- [TASK GOAL] Find the line containing "x=1122, y=906" in the listing below. Repeat it exactly, along with each following line up to and including the one containing "x=808, y=510".
☆ ☆ ☆ ☆ ☆ ☆ ☆
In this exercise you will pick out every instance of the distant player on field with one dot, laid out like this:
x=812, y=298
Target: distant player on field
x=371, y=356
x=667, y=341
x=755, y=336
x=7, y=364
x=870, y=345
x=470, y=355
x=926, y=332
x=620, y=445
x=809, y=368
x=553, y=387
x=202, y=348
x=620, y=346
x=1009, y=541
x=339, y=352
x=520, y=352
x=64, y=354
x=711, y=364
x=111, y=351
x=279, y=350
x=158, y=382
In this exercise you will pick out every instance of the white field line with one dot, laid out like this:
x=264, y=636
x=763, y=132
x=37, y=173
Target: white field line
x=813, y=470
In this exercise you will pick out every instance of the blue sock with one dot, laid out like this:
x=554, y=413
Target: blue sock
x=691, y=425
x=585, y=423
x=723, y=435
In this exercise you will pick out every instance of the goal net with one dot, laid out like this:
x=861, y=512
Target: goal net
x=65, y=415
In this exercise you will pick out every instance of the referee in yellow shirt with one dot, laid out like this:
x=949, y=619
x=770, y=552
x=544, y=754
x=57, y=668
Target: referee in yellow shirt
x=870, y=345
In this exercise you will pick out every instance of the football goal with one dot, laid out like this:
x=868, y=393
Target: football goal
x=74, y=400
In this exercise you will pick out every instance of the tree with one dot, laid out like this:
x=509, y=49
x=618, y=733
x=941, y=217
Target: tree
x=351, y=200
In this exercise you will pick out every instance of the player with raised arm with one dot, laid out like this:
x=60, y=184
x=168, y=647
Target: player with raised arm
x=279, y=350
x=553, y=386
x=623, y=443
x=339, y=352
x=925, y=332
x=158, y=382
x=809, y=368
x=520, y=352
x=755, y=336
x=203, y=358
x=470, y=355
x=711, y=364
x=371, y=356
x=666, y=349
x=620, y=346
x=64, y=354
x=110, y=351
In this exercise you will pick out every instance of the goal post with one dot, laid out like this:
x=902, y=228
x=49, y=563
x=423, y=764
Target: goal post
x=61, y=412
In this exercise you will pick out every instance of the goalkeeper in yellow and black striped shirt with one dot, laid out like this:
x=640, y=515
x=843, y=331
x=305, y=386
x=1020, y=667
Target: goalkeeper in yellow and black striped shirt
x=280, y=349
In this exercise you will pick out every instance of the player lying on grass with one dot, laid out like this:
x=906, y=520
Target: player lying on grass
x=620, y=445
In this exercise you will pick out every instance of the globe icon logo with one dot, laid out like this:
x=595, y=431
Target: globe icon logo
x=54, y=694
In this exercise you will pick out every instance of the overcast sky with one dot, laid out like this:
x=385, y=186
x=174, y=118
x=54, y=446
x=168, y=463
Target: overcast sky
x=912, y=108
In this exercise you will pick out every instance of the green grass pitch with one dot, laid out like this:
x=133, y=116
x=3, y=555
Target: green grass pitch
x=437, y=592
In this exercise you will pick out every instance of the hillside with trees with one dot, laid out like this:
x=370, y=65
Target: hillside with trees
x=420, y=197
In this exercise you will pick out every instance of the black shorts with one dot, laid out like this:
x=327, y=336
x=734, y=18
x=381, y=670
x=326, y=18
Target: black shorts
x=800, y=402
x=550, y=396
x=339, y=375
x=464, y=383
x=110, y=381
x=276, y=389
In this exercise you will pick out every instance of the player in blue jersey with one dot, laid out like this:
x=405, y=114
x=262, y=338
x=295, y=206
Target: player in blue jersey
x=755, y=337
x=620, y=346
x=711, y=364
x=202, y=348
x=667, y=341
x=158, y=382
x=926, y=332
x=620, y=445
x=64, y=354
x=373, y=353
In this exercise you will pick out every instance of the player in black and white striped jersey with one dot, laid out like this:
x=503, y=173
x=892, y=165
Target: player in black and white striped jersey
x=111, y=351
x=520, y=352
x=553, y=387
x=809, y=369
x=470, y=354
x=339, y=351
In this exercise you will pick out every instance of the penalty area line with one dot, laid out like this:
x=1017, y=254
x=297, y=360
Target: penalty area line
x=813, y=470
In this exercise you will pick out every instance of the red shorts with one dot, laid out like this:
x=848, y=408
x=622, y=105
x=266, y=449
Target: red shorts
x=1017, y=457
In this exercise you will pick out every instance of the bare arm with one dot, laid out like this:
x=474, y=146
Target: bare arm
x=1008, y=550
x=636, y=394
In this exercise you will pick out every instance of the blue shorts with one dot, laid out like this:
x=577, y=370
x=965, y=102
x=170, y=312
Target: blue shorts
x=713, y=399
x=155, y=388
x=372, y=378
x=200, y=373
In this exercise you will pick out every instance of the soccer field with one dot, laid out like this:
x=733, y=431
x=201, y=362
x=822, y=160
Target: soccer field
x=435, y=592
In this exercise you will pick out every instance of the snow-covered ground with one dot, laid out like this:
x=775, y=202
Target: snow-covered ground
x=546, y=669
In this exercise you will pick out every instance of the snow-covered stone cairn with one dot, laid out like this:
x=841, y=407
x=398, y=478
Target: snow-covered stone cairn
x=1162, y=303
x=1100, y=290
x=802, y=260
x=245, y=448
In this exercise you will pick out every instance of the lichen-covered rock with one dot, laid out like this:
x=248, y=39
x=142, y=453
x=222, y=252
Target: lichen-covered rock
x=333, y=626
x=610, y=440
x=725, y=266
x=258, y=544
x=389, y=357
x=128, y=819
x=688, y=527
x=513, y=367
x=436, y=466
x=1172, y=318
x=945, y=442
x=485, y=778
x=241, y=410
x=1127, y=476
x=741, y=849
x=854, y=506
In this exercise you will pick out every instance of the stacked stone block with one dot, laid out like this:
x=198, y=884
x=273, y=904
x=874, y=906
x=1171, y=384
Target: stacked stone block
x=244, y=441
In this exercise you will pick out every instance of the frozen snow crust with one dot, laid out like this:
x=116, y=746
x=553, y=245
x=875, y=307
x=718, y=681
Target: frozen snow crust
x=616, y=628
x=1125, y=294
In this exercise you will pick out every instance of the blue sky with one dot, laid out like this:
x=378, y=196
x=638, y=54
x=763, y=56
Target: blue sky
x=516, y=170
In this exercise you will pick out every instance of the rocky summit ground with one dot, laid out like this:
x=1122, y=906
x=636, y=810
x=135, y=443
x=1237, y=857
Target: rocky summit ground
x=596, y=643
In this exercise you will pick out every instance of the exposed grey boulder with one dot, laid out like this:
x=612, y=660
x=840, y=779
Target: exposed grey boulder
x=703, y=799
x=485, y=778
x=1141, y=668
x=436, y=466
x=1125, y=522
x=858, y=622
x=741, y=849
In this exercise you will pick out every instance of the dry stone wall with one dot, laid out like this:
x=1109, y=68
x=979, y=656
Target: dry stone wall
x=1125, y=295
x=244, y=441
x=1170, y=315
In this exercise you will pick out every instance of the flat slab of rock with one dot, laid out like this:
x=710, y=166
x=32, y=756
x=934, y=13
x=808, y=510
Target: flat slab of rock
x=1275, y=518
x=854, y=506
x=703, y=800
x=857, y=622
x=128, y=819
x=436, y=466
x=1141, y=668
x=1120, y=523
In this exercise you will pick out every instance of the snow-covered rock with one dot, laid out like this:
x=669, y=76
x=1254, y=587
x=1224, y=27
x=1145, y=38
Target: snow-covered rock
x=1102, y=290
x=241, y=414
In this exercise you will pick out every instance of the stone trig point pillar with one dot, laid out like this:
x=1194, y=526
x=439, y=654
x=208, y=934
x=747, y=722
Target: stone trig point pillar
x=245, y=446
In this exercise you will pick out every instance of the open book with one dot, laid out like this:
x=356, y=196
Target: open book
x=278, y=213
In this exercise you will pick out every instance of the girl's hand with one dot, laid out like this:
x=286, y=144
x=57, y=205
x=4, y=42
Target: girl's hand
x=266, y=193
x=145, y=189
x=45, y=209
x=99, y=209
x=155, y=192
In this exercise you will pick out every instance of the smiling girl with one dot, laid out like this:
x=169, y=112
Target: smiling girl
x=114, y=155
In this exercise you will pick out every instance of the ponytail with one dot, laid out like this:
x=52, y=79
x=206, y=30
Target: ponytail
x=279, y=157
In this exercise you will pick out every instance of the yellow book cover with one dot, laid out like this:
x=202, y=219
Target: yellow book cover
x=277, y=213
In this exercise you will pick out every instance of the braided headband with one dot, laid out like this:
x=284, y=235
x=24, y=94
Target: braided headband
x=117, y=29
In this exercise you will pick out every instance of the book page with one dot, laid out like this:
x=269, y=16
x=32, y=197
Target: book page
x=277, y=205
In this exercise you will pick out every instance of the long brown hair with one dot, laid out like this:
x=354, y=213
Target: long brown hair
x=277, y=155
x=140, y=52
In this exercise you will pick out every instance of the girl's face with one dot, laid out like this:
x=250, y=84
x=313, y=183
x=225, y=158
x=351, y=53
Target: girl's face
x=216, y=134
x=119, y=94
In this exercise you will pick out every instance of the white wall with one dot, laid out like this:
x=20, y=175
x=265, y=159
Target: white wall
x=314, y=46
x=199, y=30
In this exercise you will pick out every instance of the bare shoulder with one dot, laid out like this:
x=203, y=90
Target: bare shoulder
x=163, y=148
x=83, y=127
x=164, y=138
☆ ☆ ☆ ☆ ☆ ☆ ☆
- [TASK ANSWER]
x=1122, y=906
x=636, y=810
x=135, y=443
x=1237, y=857
Target: rocky summit ground
x=596, y=643
In this exercise you will pick out every instance of the exposed grey boulder with one dot, laid out like this:
x=612, y=660
x=840, y=779
Target: exposed grey boulder
x=703, y=799
x=485, y=778
x=1141, y=668
x=436, y=466
x=1125, y=522
x=858, y=622
x=741, y=849
In this exercise you will pick out every instance of the dry stone wall with one dot, laid out like this:
x=1109, y=68
x=979, y=656
Target: dry stone wall
x=1125, y=295
x=244, y=441
x=1170, y=315
In this exercise you will pick out every instance of the flat slab of rock with one dot, laid out like this:
x=710, y=166
x=32, y=756
x=934, y=13
x=808, y=510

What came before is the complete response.